Extract provided:
* START *
He initiated to take our relationship to the next level and proposed to me. I accepted his proposal to get in the beautiful bond of marriage forever. As we share a great mutual understanding and bonding that makes us a perfect couple. 
I came to Pakistan on 10th May 2014 (copies of tickets attached) to get in the holy bond of matrimony (Wedding Pictures and Marriage Certificate attached). My husband and I are in a legit relationship of marriage and there is no authority that can deny this fact. I have been raised in an environment where family means everything and I love my husband with respect and all my heart and so he does. Considering our genuine relationship “marriage for convenience” would be harshly unjustifiable and unreasonable. We may have not provided the enough documents (lack of guidance) to satisfy our former application but that doesn’t mean our marriage is sham. As I have completed my education from USA now and ready to start our life together in harmony without any more distance relationship.
I am pleased to declare that my husband XXXXXXX passport # xxxxxxx, the applicant for the EEA family permit VAF5 application Reference number xxxxxxxxx on the basis of marriage, is travelling with me to the United Kingdom. I undertake to sponsor my husband. I request you to kindly issue an EEA family permit to my husband as indicated on DIRECTIVE 2004/38/EC, considering The Immigration (European Economic Area) Regulations 2006, so we can travel together to United Kingdom. We have planned to travel in the month of June 2015. 
As we both are educated individuals and have very bright prospective careers ahead. Moreover, my husband got the Master’s Degree from University of Sunderland in Telecommunication Engineering and also have a professional UK job experience which gives him an edge getting a job over there. We never claimed any benefits neither have any intentions to depend on the government in this regard (Bank statements attached). 
I understand that this application will be processed under the EU law and on a priority basis.
If you need any further information or documentation please do not hesitate to contact me, I will be more than happy to be of assistance.

Your careful consideration in this case is highly appreciated. 
(Attached documents list will be added separately)




Thanks
Regards,
XXXXXXX

@hotmail.com 
@gmail.com 
@live.co.uk (Common email address for intimate sharing)
+92 xxxxxxxxxx

I have removed personal information.

ALKB


----------



## fasi25 (Aug 2, 2014)

yahya khan said:


> Why you not apply for other country accept uk and as you get resident permit for other eu country you can go to uk without any visa


Hi Yahya

I applied for UK because I spend 5 years over there. I dont know about other countries procedure. don't know how long other countries resident permit will take. and which country is better.

regards

fasi


----------



## yahya khan (Apr 28, 2015)
* END *
Given instruction A: In the forum thread about an EEA family permit, condense the paragraph that begins "I am pleased to declare" into a short list of its main facts.
Given instruction B: Carry the forum thread about the EEA family permit forward, starting after its final line.

Available data:
* START *
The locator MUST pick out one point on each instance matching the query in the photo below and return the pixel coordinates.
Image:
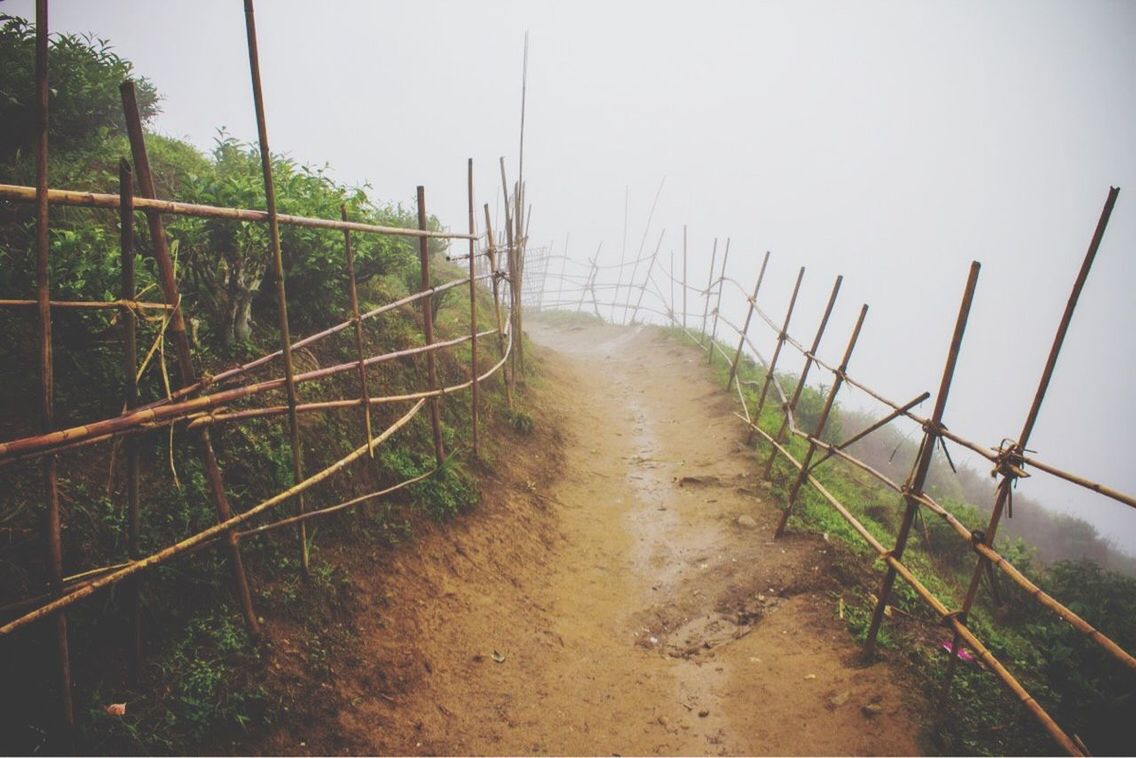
* END *
Right answer A:
- The writer's husband is the applicant for an EEA family permit (VAF5 application) on the basis of marriage and is travelling with the writer to the United Kingdom.
- The writer undertakes to sponsor him.
- The writer asks that the permit be issued under Directive 2004/38/EC and the Immigration (European Economic Area) Regulations 2006 so they can travel together.
- They plan to travel in June 2015.

Right answer B:
fasi25 said:


> Hi Yahya
> 
> I applied for UK because I spend 5 years over there. I dont know about other countries procedure. don't know how long other countries resident permit will take. and which country is better.
> 
> ...


You have go through same rules but uk is very hard for you cuse of your history and Inshaa Allah you will get this time and if incase try for Ireland


----------



## fasi25 (Aug 2, 2014)

ALKB said:


> Where is your wife's letter regarding your travel plans?


Hi ALKB

did you check the covering letter .

is that alright.

whats your experience on that issue.

regards

fasi


----------



## ALKB (Jan 20, 2012)

fasi25 said:


> Hi ALKB
> 
> did you check the covering letter .
> 
> ...


Yes, I have seen it and I have removed your personal information.

Personally, I think the language is a bit flowery and distracts from the facts but it should probably do the job.

I'd also have put in a bit more about why specifically she thinks moving to the UK is the right decision for her, as she is the one who has to exercise treaty rights - so, "I have now completed my studies in the US" is a bit vague on her side, while on the other hand it is mentioned what kind of degree you have and that you have previously lived in the UK.


----------



## fasi25 (Aug 2, 2014)

ALKB said:


> Yes, I have seen it and I have removed your personal information.
> 
> Personally, I think the language is a bit flowery and distracts from the facts but it should probably do the job.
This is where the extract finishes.